SÉRIE D'EXERCICES ->
(A) Dans le texte sur les mélodies de Hugo Wolf, combien de mélodies sont destinées à la soprano ?
(B) Recopiez tout ce qui va de « Les 46 mélodies » jusqu'à « les deux interprètes. » dans le texte sur les mélodies de Hugo Wolf, en substituant « conversation » à « dialogue ».
(C) Rédigez la suite du texte sur les mélodies de Hugo Wolf à partir de sa dernière phrase.

Les 46 mélodies sont distribuées à deux voix, d'homme et de femme : si 17 sont destinées au ténor ou au baryton, 19 le sont à la soprano, et 10 autres indistinctement à l'une ou l'autre. L'ordre d'exécution n'est pas gravé dans le marbre et Hugo Wolf n'avait d'ailleurs pas définitivement fixé les choses. Les interprètes ont le choix de l'organiser. Damrau et Kaufmann proposent leur propre combinaison. Elle est intéressante en ce qu'elle tente d'installer une sorte de dialogue. Même si, comme le remarque Dietrich Fischer-Dieskau, à propos de ce cycle, dans son ouvrage consacré au compositeur (Tallandier, 2003), « Toujours davantage, Wolf rapproche son Lied du drame et, en fin de compte, fait du recueil un vertigineux monologue ». Pourquoi pas un soliloque à deux voix ! L'alternance se fait naturellement entre les deux interprètes.

Des pièces chantées par Diana Damrau, on est séduit par la beauté intrinsèque du soprano lyrique au large ambitus. Comme par l'engagement de l'interprète : la vraie diseuse, comme sa prédécesseure Schwarzkopf. Les pièces de genre qui manient le piquant ou l'ironique, là où la grande Elisabeth pouvait donner l'impression de ''minauder'', sont dramatisées avec naturel. Ainsi le Lied N° 25 ''Mein Liester hat zu Tische mich geladen'' (Mon amoureux m'a invitée à dîner) traduit le désappointement de la belle qui n'a rien à attendre de la générosité du bonhomme et finit par en rire avec dédain. Le Lied N° 12 ''Nein, junger Herr'' (Non, cher monsieur) exprime « le mécontentement de la jeune fille qui ne veut plus être seulement 'la fiancée des jours ordinaires' » (ibid.) Le dernier Lied, ''Ich hab' in Penna'' (J'ai à Penna), un des chevaux de bataille de Schwarzkopf, est donné avec humour et une belle bravoure vocale. Pour ce qui est « un caquetage, plein de tempérament méridional » (ibid.).

BLOC DE DONNÉES ->

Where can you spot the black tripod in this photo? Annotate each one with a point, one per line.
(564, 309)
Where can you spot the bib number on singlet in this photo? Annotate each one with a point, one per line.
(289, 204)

CORRIGÉ PAR EXERCICE ->
(A) Dix-neuf mélodies sont destinées à la soprano.

(B)
Les 46 mélodies sont distribuées à deux voix, d'homme et de femme : si 17 sont destinées au ténor ou au baryton, 19 le sont à la soprano, et 10 autres indistinctement à l'une ou l'autre. L'ordre d'exécution n'est pas gravé dans le marbre et Hugo Wolf n'avait d'ailleurs pas définitivement fixé les choses. Les interprètes ont le choix de l'organiser. Damrau et Kaufmann proposent leur propre combinaison. Elle est intéressante en ce qu'elle tente d'installer une sorte de conversation. Même si, comme le remarque Dietrich Fischer-Dieskau, à propos de ce cycle, dans son ouvrage consacré au compositeur (Tallandier, 2003), « Toujours davantage, Wolf rapproche son Lied du drame et, en fin de compte, fait du recueil un vertigineux monologue ». Pourquoi pas un soliloque à deux voix ! L'alternance se fait naturellement entre les deux interprètes.

(C)
La voix de ténor convient idéalement pour lui donner la réplique. Le timbre mordoré de Jonas Kaufmann fait mouche, dont le ténor s'assombrit, là où Fischer-Dieskau allégeait celui de son baryton déjà naturellement clair. Les passages tendus dans le haut du registre bénéficient grandement de cette tessiture de ténor. La déclamation est d'un parfait naturel et le texte toujours d'une grande lisibilité, quel que soit le ton abordé. Comme celui de la douceur, dans le Lied N° 31 ''Wie soll ich fröhlich sein'' (Comment serais-je heureux ), d'une ligne vocale délicate. Ou le N° 33 ''Sterb' ich, so hüllt un Blümen meine Glieder'' (Si je meurs, qu'on m'entoure de fleurs), délivré dans le seul registre ppp, évoquant un sentiment de béatitude. On succombe au charme du beau charmeur pour le N° 8 ''Nun lass uns Frieden schliessen'' (Faisons maintenant la paix), « sur un doux mouvement de berceuse qu'il ne faut pas précipiter » ( ibid.). On découvre un Kaufmann au talent de conteur imitateur, dans le N° 14 ''Geselle, woll'n mir uns in Kutten hüllen'' (Ami, prendrons-nous la bure), pour une caricature allant jusqu'au cynisme, remarque encore Dietrich Fischer-Dieskau. Les pianissimos filés côtoient les aigus brillants, les pppp envoûtants les fières interjections.

En un mot, une paire fort bien achalandée qui se place haut la main dans l'histoire interprétative d'une œuvre qui comptait déjà des tandems légendaires. Et qui avec d'autres atouts, livre une exécution de référence actuelle.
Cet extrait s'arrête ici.